■ **Belge bölümü**:
********************

بِسْمِ اللّٰهِ الرَّحْمٰنِ الرَّح۪يمِ

يَخَافُونَ رَبَّهُم مِّن فَوْقِهِمْ وَيَفْعَلُونَ مَا يُؤْمَرُونَ۩ ﴿٥٠

Fevklerinden Rab’lerinin mahafetini duyarlar ve her ne emr olunurlarsa yaparlar.

— Elmalılı Hamdi Yazır

Üstlerinden, Rabblarından korkarlar ve emrolundukları şeyleri yaparlar.

— İbni Kesir

Üzerlerinde hâkim ve üstün olan Rablerinden korkarlar ve emrolundukları şeyleri yaparlar.

— Diyanet İşleri

(Evet) kendilerine her suretle kaahir ve haakim olan Rablerinden korkarak (dâima Ona inkiyad ederler. Melekler de) ne emr olunurlarsa onu yaparlar.

********************

İşaretleme veri kümesi kayıtları:
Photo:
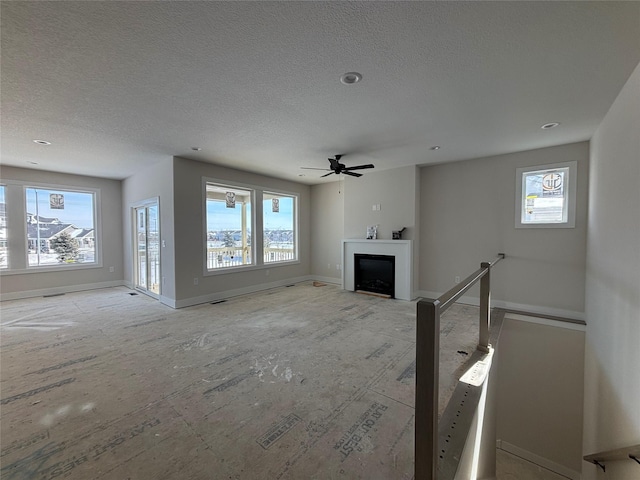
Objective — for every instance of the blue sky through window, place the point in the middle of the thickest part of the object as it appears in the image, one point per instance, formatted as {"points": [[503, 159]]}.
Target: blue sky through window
{"points": [[78, 207], [222, 218]]}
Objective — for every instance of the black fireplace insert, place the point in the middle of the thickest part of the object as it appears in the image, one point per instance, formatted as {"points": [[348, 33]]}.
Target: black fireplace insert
{"points": [[375, 274]]}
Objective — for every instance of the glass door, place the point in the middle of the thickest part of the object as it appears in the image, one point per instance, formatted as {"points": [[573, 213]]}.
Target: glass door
{"points": [[147, 249]]}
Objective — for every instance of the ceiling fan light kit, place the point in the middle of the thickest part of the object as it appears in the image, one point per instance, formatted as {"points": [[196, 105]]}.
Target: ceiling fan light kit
{"points": [[336, 167]]}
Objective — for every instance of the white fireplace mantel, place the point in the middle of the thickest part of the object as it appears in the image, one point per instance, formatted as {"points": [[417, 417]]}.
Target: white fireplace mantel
{"points": [[400, 249]]}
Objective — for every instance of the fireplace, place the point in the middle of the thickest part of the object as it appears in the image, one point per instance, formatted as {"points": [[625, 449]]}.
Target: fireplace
{"points": [[401, 250], [375, 274]]}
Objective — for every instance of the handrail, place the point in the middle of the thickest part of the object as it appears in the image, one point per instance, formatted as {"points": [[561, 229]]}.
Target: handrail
{"points": [[428, 364]]}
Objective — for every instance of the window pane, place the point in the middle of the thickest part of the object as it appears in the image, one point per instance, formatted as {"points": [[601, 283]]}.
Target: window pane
{"points": [[544, 196], [279, 223], [228, 226], [4, 251], [60, 227]]}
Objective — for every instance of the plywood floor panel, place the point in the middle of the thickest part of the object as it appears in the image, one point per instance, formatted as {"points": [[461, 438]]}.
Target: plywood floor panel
{"points": [[296, 382]]}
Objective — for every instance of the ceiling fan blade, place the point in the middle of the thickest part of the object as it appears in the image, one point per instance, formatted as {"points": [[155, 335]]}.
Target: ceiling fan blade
{"points": [[360, 167]]}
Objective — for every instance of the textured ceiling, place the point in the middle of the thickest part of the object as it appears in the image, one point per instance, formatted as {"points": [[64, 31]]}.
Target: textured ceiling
{"points": [[119, 86]]}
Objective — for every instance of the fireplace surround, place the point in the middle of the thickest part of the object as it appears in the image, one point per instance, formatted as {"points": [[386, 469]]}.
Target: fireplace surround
{"points": [[402, 250], [375, 274]]}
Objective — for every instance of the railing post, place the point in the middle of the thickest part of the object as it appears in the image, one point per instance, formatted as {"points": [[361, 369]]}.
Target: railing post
{"points": [[485, 308], [427, 383]]}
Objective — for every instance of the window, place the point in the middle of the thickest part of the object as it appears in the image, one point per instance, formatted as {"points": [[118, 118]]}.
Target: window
{"points": [[279, 232], [229, 226], [61, 227], [546, 196], [4, 252]]}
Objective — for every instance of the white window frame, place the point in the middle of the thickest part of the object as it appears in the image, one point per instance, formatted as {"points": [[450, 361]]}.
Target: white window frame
{"points": [[17, 236], [253, 195], [569, 207], [257, 227], [295, 199], [5, 226]]}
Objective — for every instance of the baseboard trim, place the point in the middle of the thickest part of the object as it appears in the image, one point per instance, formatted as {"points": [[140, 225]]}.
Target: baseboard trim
{"points": [[62, 289], [331, 280], [520, 307], [215, 296], [538, 460]]}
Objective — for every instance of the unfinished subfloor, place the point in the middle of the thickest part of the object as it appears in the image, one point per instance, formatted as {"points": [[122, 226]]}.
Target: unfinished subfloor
{"points": [[299, 382]]}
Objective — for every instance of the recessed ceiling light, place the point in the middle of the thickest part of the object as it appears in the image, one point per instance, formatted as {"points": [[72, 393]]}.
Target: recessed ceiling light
{"points": [[350, 78]]}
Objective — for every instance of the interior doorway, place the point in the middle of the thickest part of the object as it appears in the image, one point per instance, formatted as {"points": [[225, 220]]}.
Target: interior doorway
{"points": [[146, 249]]}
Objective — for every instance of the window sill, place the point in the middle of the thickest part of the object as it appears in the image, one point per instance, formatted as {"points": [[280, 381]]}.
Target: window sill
{"points": [[52, 268], [248, 268]]}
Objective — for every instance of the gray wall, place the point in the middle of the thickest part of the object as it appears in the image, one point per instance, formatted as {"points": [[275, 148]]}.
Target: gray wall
{"points": [[540, 386], [189, 235], [327, 227], [612, 381], [152, 182], [468, 212], [59, 281], [394, 190], [397, 191]]}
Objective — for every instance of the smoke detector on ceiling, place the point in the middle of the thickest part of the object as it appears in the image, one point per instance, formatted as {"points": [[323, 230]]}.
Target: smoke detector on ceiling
{"points": [[350, 78]]}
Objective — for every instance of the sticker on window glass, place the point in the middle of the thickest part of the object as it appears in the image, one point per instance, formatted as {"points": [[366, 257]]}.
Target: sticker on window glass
{"points": [[56, 201], [545, 197], [231, 200]]}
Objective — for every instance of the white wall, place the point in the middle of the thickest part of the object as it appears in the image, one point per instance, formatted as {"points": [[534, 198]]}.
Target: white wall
{"points": [[59, 281], [612, 359], [327, 231], [152, 182], [540, 387], [189, 235], [397, 191], [468, 216], [394, 190]]}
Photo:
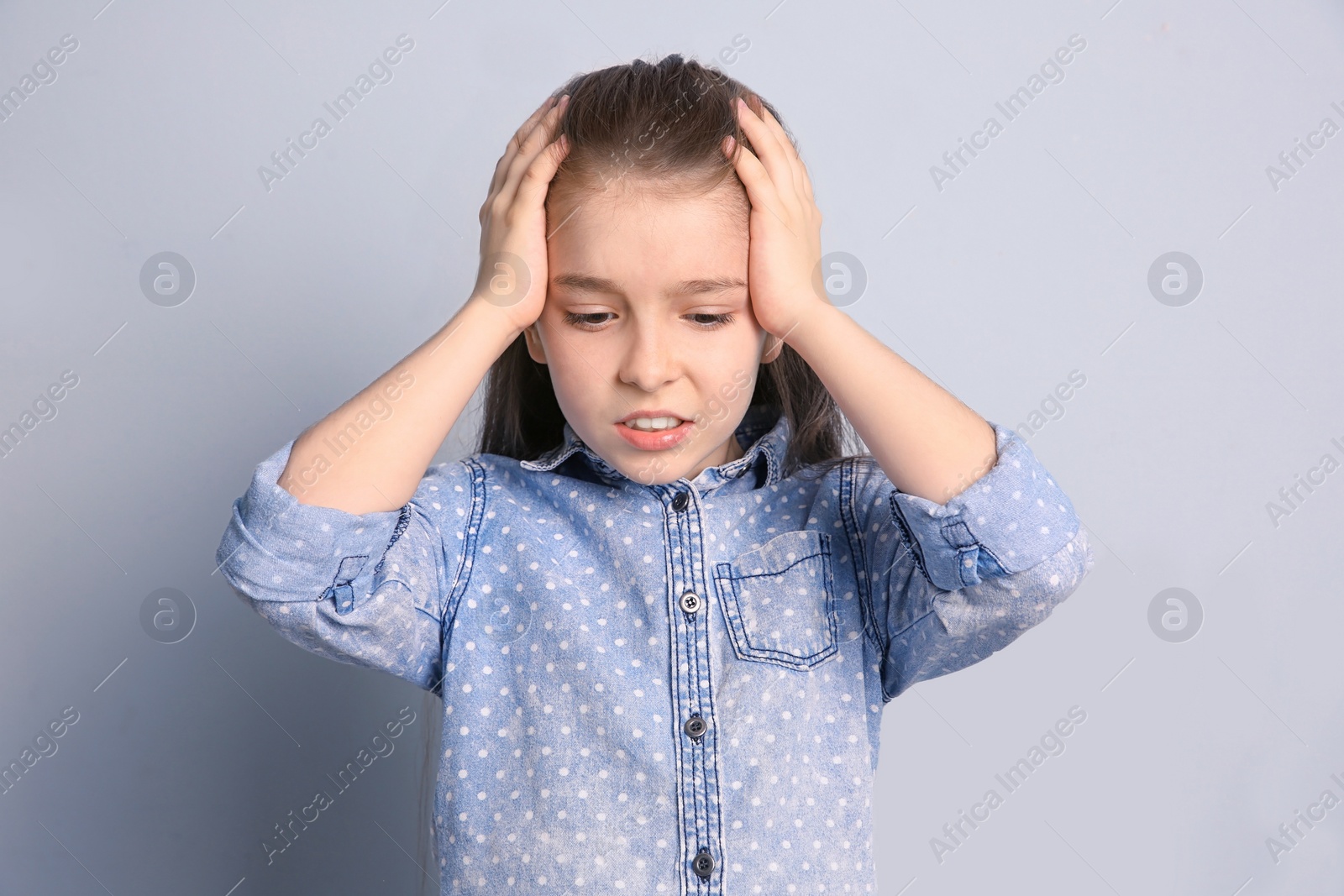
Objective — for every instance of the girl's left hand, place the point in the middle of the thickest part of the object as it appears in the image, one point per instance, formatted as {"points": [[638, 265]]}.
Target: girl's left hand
{"points": [[784, 264]]}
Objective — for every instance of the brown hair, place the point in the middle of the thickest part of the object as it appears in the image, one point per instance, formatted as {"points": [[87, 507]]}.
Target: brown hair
{"points": [[662, 123]]}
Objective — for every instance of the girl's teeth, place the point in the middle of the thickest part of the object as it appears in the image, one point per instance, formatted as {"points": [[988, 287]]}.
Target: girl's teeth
{"points": [[651, 423]]}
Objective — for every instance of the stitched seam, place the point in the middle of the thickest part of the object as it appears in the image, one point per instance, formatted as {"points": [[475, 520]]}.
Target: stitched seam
{"points": [[859, 555], [470, 537], [889, 699], [909, 537], [402, 521]]}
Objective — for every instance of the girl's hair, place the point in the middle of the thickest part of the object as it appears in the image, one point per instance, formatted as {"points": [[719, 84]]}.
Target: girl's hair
{"points": [[662, 123]]}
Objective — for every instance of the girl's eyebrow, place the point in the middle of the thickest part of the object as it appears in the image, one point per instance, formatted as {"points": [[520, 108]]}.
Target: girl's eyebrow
{"points": [[591, 284]]}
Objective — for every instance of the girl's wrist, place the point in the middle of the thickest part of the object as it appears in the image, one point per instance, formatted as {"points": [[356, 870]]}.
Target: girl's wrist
{"points": [[483, 316]]}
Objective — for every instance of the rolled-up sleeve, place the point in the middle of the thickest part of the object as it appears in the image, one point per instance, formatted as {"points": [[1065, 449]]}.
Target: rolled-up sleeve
{"points": [[952, 584], [365, 589]]}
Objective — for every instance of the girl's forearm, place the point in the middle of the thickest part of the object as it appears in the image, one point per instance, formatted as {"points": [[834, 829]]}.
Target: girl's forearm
{"points": [[371, 452], [925, 439]]}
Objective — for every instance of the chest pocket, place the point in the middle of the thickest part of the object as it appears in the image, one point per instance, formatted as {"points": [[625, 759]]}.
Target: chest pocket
{"points": [[779, 600]]}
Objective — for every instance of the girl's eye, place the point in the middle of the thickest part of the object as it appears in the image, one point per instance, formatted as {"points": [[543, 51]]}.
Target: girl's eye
{"points": [[711, 322], [591, 320]]}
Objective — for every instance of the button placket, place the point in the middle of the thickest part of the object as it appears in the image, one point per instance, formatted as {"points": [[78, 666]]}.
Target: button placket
{"points": [[696, 746]]}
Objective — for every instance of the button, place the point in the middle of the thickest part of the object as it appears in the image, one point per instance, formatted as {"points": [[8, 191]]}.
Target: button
{"points": [[703, 864]]}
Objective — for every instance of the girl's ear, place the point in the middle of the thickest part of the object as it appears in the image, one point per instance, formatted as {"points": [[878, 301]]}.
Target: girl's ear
{"points": [[534, 343], [773, 345]]}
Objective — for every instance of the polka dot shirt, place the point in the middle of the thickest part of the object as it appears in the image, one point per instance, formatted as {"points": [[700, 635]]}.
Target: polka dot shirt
{"points": [[660, 688]]}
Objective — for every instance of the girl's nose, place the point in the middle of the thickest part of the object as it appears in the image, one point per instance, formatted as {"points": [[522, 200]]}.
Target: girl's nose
{"points": [[648, 363]]}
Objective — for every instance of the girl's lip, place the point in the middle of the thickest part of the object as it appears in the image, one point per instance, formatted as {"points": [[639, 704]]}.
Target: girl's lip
{"points": [[651, 439], [635, 416]]}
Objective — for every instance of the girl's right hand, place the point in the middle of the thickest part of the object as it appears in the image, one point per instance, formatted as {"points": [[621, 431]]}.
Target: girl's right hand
{"points": [[512, 275]]}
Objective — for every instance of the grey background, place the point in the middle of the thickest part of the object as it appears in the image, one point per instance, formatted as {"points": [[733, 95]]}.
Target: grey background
{"points": [[1030, 265]]}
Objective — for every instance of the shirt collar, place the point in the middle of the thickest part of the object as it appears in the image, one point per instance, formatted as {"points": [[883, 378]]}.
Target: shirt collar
{"points": [[764, 436]]}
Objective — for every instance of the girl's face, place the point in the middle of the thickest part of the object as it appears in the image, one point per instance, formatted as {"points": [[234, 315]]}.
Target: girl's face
{"points": [[648, 328]]}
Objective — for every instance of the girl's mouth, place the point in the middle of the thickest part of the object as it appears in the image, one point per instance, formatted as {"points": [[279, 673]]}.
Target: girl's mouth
{"points": [[654, 432]]}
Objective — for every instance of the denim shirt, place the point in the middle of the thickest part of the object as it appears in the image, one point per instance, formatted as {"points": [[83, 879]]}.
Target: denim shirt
{"points": [[660, 688]]}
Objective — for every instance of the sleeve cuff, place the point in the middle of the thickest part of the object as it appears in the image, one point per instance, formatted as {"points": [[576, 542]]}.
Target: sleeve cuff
{"points": [[277, 548], [1005, 521]]}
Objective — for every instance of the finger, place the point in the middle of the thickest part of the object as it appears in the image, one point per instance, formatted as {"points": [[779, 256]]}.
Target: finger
{"points": [[761, 190], [537, 179], [517, 143], [538, 140], [772, 155], [796, 167]]}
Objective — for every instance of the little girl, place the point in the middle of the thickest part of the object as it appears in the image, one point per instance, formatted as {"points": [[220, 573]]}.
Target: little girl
{"points": [[663, 607]]}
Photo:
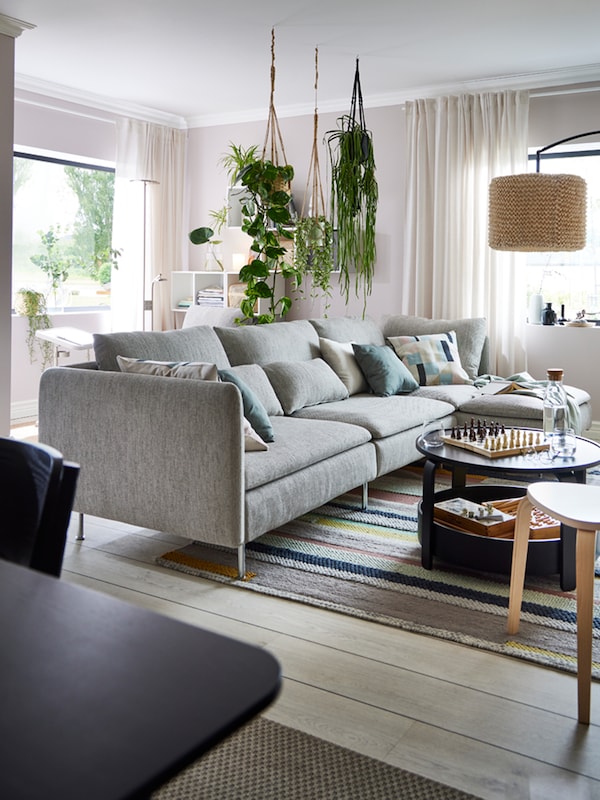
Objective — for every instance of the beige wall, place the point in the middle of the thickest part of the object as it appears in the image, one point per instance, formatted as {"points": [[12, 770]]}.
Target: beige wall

********************

■ **Verilen görev A**: Ayet meallerinin sonuncusunda, ne emrolunursa onu yapanların kimler olduğu parantez içinde nasıl belirtiliyor?
■ **Verilen görev B**: Ayet mealleri metnini kaldığı yerden alıp sürdürün.

■ **Çıktı A**: Melekler olarak belirtiliyor.

■ **Çıktı B**:
— Hasan Basri Çantay

Çünkü onlar üstlerindeki Rabblerinden korkarlar ve kendilerine emredileni yaparlar.

— Seyyid Kutub

وَقَالَ ٱللَّهُ لَا تَتَّخِذُوٓاْ إِلَٰهَيْنِ ٱثْنَيْنِۖ إِنَّمَا هُوَ إِلَٰهٌ وَٰحِدٌۖ فَإِيَّٰىَ فَٱرْهَبُونِ ﴿٥١

Allah da buyurmuştur ki: iki ilâh tutmayın O ancak bir ilâhdır, onun için benden yalnız benden korkun.

— Elmalılı Hamdi Yazır

Allah buyurdu ki: İki ilah edinmeyin. O, ancak bir tek ilahtır. Yalnız Ben'den korkun.

— İbni Kesir

Allah, şöyle dedi: “İki ilâh edinmeyin. O, ancak tek ilâhtır. O hâlde, yalnız benden korkun.”

— Diyanet İşleri

Allah: «İki Tanrı edinmeyin. O, ancak bir Tanrıdır. Onun için benden, yalınız benden korkun» dedi.

— Hasan Basri Çantay

Allah «iki ilah edinmeyiniz, o tek bir ilahtır, yalnız benden korkunuz» dedi.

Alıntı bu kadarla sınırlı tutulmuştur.